Collect every line in the rows below that contains the string "white", and copy each one in full.

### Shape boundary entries
:::

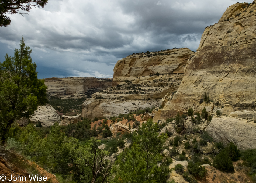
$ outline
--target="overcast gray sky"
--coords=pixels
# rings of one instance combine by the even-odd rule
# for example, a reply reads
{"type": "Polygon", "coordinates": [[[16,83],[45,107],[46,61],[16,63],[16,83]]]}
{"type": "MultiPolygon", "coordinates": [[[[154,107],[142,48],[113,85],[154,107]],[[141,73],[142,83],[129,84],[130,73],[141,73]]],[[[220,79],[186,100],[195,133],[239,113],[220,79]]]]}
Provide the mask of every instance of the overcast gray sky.
{"type": "Polygon", "coordinates": [[[205,28],[237,1],[49,0],[29,14],[7,15],[0,61],[13,56],[23,36],[40,78],[112,77],[117,61],[133,53],[196,51],[205,28]]]}

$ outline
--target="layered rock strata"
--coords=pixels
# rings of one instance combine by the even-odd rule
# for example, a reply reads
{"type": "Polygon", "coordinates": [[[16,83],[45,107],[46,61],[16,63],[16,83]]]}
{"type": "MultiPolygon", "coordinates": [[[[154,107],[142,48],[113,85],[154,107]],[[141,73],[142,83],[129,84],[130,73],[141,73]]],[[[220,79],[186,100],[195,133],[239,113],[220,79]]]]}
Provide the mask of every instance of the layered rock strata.
{"type": "Polygon", "coordinates": [[[134,84],[144,83],[147,79],[143,77],[158,73],[183,74],[188,59],[193,53],[184,48],[129,55],[116,64],[112,86],[123,84],[126,80],[134,84]]]}
{"type": "Polygon", "coordinates": [[[254,0],[233,5],[217,23],[205,28],[179,89],[171,100],[165,101],[168,105],[158,110],[154,121],[191,107],[200,112],[199,102],[205,92],[215,107],[229,104],[236,110],[255,108],[255,3],[254,0]]]}
{"type": "Polygon", "coordinates": [[[44,79],[47,92],[51,96],[67,98],[81,97],[106,89],[112,84],[112,78],[94,77],[52,77],[44,79]],[[89,93],[87,94],[87,93],[89,93]]]}
{"type": "Polygon", "coordinates": [[[205,130],[214,139],[240,149],[256,148],[256,123],[227,117],[213,117],[205,130]]]}
{"type": "Polygon", "coordinates": [[[139,108],[157,107],[167,94],[177,91],[184,67],[193,52],[184,48],[163,51],[159,55],[150,54],[147,57],[132,55],[118,61],[114,70],[114,86],[87,99],[82,105],[82,117],[109,117],[139,108]]]}
{"type": "Polygon", "coordinates": [[[59,124],[66,125],[70,124],[77,123],[80,120],[81,117],[81,114],[73,116],[63,115],[61,116],[61,120],[59,124]]]}
{"type": "Polygon", "coordinates": [[[48,127],[58,121],[60,118],[55,109],[51,105],[47,105],[38,106],[37,110],[30,118],[30,120],[35,123],[40,121],[43,127],[48,127]]]}

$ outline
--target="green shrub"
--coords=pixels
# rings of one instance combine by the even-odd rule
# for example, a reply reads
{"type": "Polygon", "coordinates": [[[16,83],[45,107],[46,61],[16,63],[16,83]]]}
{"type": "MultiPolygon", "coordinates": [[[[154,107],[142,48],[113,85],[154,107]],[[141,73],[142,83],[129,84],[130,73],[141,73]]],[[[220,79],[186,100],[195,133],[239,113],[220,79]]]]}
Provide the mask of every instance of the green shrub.
{"type": "Polygon", "coordinates": [[[171,132],[167,130],[165,130],[165,133],[167,134],[167,137],[170,137],[172,135],[172,133],[171,132]]]}
{"type": "Polygon", "coordinates": [[[174,147],[170,151],[170,156],[171,157],[179,154],[179,152],[176,147],[174,147]]]}
{"type": "Polygon", "coordinates": [[[207,145],[207,142],[204,140],[201,139],[199,142],[199,145],[201,146],[206,146],[207,145]]]}
{"type": "Polygon", "coordinates": [[[212,137],[205,131],[204,131],[201,134],[201,138],[203,140],[208,142],[210,142],[213,140],[212,137]]]}
{"type": "Polygon", "coordinates": [[[210,98],[209,97],[209,95],[207,95],[205,92],[205,94],[203,95],[203,98],[204,101],[207,102],[210,101],[210,98]]]}
{"type": "Polygon", "coordinates": [[[178,136],[177,135],[177,136],[175,136],[175,137],[174,137],[174,144],[175,146],[176,146],[176,147],[178,147],[179,146],[179,144],[178,142],[180,141],[181,140],[181,137],[179,136],[178,136]]]}
{"type": "Polygon", "coordinates": [[[42,128],[43,126],[42,126],[42,124],[40,121],[38,121],[37,124],[36,125],[36,127],[39,127],[39,128],[42,128]]]}
{"type": "Polygon", "coordinates": [[[120,148],[123,148],[124,147],[124,145],[125,144],[125,143],[124,142],[124,141],[123,141],[123,140],[122,139],[119,140],[117,142],[117,145],[120,148]]]}
{"type": "Polygon", "coordinates": [[[190,144],[188,141],[187,141],[184,144],[185,147],[185,149],[190,149],[190,144]]]}
{"type": "Polygon", "coordinates": [[[191,116],[193,115],[194,114],[194,110],[192,108],[190,108],[188,109],[188,115],[189,116],[191,116]]]}
{"type": "Polygon", "coordinates": [[[219,170],[228,172],[233,171],[234,169],[231,158],[224,149],[216,156],[213,166],[219,170]]]}
{"type": "Polygon", "coordinates": [[[195,138],[194,138],[194,139],[193,140],[193,141],[192,141],[192,143],[193,143],[193,144],[194,144],[195,143],[196,143],[196,142],[197,142],[197,141],[196,140],[196,138],[195,137],[195,138]]]}
{"type": "Polygon", "coordinates": [[[204,177],[207,170],[204,167],[202,167],[199,163],[195,163],[190,161],[188,165],[188,170],[191,174],[195,177],[200,178],[204,177]]]}
{"type": "Polygon", "coordinates": [[[209,158],[208,158],[208,157],[205,157],[203,158],[203,160],[202,162],[202,164],[208,164],[210,165],[211,164],[211,162],[210,161],[210,160],[209,160],[209,158]]]}
{"type": "Polygon", "coordinates": [[[7,139],[7,146],[5,148],[6,150],[11,150],[16,151],[20,150],[21,146],[20,143],[17,142],[13,138],[8,138],[7,139]]]}
{"type": "Polygon", "coordinates": [[[252,169],[256,169],[256,149],[247,149],[241,154],[242,159],[246,161],[252,169]]]}
{"type": "Polygon", "coordinates": [[[222,114],[221,112],[219,110],[218,110],[216,111],[216,115],[219,116],[222,114]]]}
{"type": "Polygon", "coordinates": [[[184,167],[180,164],[178,164],[175,165],[174,170],[177,174],[180,174],[184,172],[184,167]]]}
{"type": "Polygon", "coordinates": [[[187,171],[184,173],[182,176],[185,180],[189,183],[197,183],[197,181],[194,177],[190,175],[187,171]]]}
{"type": "Polygon", "coordinates": [[[226,148],[227,153],[231,158],[232,161],[237,161],[240,156],[239,150],[236,146],[232,142],[230,142],[226,148]]]}
{"type": "Polygon", "coordinates": [[[112,136],[112,132],[110,131],[109,127],[108,125],[105,126],[105,129],[103,130],[102,133],[102,137],[103,138],[109,137],[112,136]]]}
{"type": "Polygon", "coordinates": [[[171,122],[174,120],[174,119],[173,117],[171,117],[170,118],[167,118],[166,119],[166,121],[167,123],[169,123],[170,122],[171,122]]]}
{"type": "Polygon", "coordinates": [[[178,158],[178,160],[183,162],[184,161],[185,161],[187,159],[187,158],[186,158],[185,155],[180,155],[178,158]]]}
{"type": "Polygon", "coordinates": [[[200,123],[202,121],[202,119],[201,119],[200,113],[196,113],[196,123],[198,124],[200,123]]]}
{"type": "Polygon", "coordinates": [[[208,121],[210,122],[212,121],[212,116],[210,115],[208,116],[208,119],[207,120],[208,121]]]}
{"type": "Polygon", "coordinates": [[[224,149],[224,146],[223,143],[221,142],[216,142],[215,144],[215,146],[217,149],[224,149]]]}

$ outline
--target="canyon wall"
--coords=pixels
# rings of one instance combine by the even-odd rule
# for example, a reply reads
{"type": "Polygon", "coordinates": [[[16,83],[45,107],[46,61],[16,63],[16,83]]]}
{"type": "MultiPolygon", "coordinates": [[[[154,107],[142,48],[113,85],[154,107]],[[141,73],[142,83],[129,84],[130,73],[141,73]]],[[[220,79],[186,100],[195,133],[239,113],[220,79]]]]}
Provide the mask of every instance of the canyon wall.
{"type": "Polygon", "coordinates": [[[219,22],[206,27],[195,56],[185,68],[180,86],[165,101],[154,121],[165,120],[191,107],[201,111],[205,92],[216,108],[234,110],[256,106],[256,1],[228,8],[219,22]]]}
{"type": "Polygon", "coordinates": [[[112,86],[123,83],[126,80],[141,82],[145,80],[141,77],[157,73],[183,74],[188,59],[193,53],[188,48],[184,48],[129,55],[116,64],[112,86]],[[140,80],[136,79],[139,77],[140,80]]]}
{"type": "Polygon", "coordinates": [[[185,48],[133,54],[119,60],[112,86],[87,100],[82,117],[108,117],[160,106],[167,94],[178,89],[187,61],[194,54],[185,48]]]}
{"type": "Polygon", "coordinates": [[[52,77],[44,79],[47,92],[51,96],[79,97],[104,89],[111,86],[112,78],[52,77]]]}

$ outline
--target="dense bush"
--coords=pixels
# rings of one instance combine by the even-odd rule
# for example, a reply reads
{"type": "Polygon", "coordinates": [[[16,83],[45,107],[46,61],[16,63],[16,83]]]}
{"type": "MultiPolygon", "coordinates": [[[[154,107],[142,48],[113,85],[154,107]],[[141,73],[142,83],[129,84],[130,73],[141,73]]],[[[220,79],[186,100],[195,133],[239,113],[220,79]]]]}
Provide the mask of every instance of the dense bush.
{"type": "Polygon", "coordinates": [[[230,142],[226,148],[227,153],[231,158],[232,161],[237,161],[240,156],[239,150],[236,146],[232,142],[230,142]]]}
{"type": "Polygon", "coordinates": [[[52,97],[48,100],[48,102],[54,109],[58,110],[61,113],[65,114],[67,112],[72,112],[73,110],[81,113],[82,111],[82,105],[85,100],[84,98],[61,99],[52,97]]]}
{"type": "Polygon", "coordinates": [[[241,154],[242,159],[246,160],[252,169],[256,170],[256,149],[247,149],[242,152],[241,154]]]}
{"type": "Polygon", "coordinates": [[[174,145],[176,146],[176,147],[178,147],[179,146],[178,142],[180,141],[180,140],[181,137],[179,136],[178,135],[175,136],[175,137],[174,137],[174,145]]]}
{"type": "Polygon", "coordinates": [[[194,110],[192,108],[190,108],[188,109],[188,116],[190,116],[193,115],[194,114],[194,110]]]}
{"type": "Polygon", "coordinates": [[[199,163],[190,161],[188,165],[188,170],[191,174],[196,177],[202,178],[207,172],[204,167],[202,167],[199,163]]]}
{"type": "Polygon", "coordinates": [[[225,149],[222,150],[216,156],[213,166],[219,170],[227,172],[233,172],[234,169],[231,158],[225,149]]]}
{"type": "Polygon", "coordinates": [[[190,149],[190,144],[188,141],[187,141],[184,144],[185,149],[190,149]]]}
{"type": "Polygon", "coordinates": [[[105,129],[103,130],[102,132],[102,137],[103,138],[109,137],[112,136],[112,132],[110,131],[109,127],[108,125],[105,126],[105,129]]]}

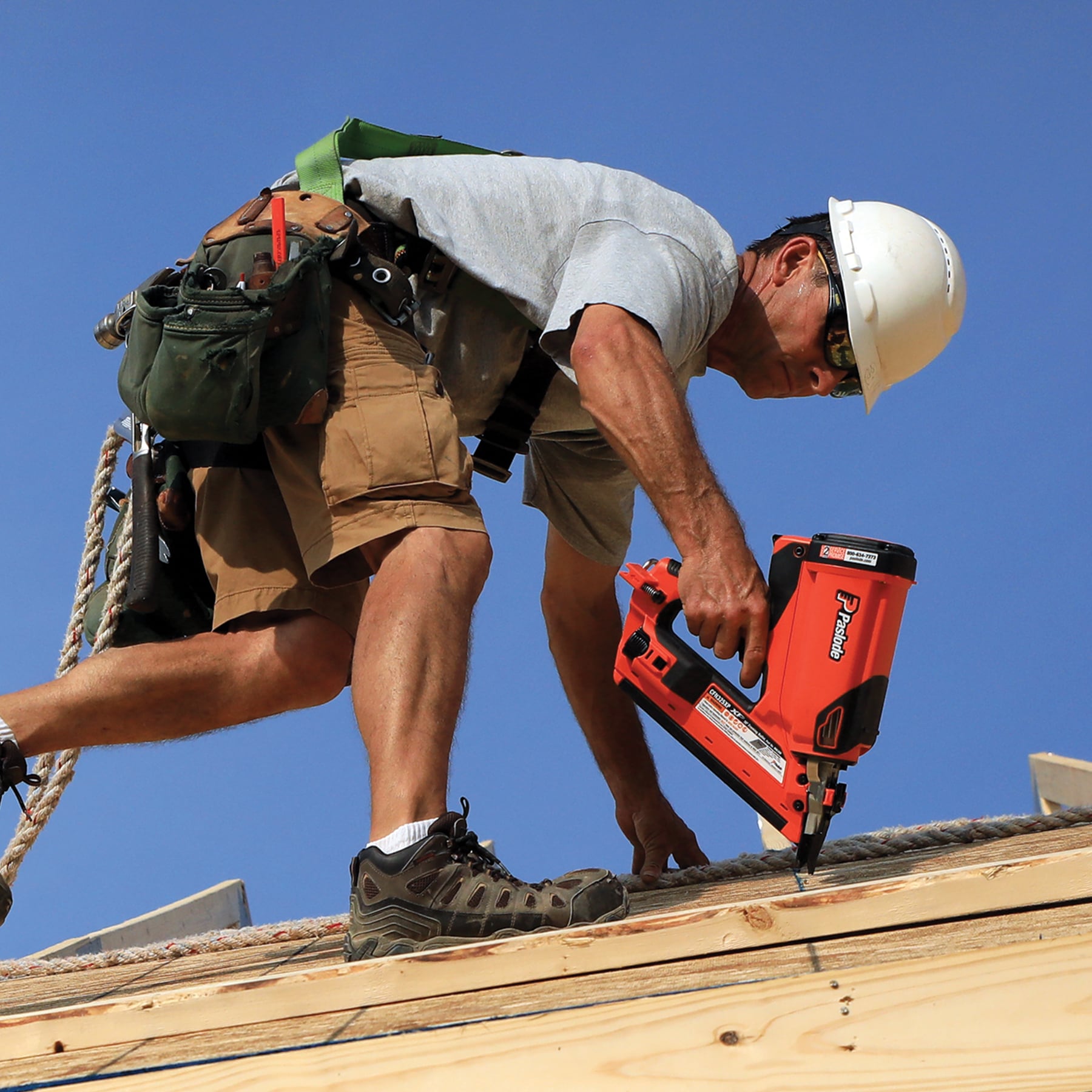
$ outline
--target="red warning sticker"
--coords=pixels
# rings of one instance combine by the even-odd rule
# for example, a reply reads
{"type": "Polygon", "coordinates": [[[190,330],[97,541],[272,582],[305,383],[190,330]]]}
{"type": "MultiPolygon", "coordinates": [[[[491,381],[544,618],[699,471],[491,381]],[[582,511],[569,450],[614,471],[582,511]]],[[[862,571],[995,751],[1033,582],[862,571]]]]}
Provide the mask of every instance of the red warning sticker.
{"type": "Polygon", "coordinates": [[[819,556],[830,561],[850,561],[852,565],[874,566],[879,560],[878,554],[869,550],[853,549],[848,546],[820,546],[819,556]]]}

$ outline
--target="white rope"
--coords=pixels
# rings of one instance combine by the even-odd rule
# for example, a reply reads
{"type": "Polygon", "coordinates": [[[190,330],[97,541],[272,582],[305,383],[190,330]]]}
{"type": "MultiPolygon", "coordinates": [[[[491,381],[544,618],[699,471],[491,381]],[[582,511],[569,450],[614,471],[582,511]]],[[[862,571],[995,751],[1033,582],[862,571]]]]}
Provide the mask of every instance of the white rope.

:::

### RESULT
--target="white rope"
Provide the mask of every instance of the white rope.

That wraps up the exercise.